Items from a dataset
■ ■ ■ ■

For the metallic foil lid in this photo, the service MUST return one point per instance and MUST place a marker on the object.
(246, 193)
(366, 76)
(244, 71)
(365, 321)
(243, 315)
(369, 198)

■ ■ ■ ■

→ **TASK PROMPT**: Edit the material by replacing "marker" with "dot" and leave everything else unchanged.

→ **EXPECTED ANSWER**:
For the metallic foil lid in this photo, the service MUST return one point per instance and MUST place a dot on the object.
(246, 193)
(366, 76)
(244, 71)
(365, 321)
(243, 315)
(369, 198)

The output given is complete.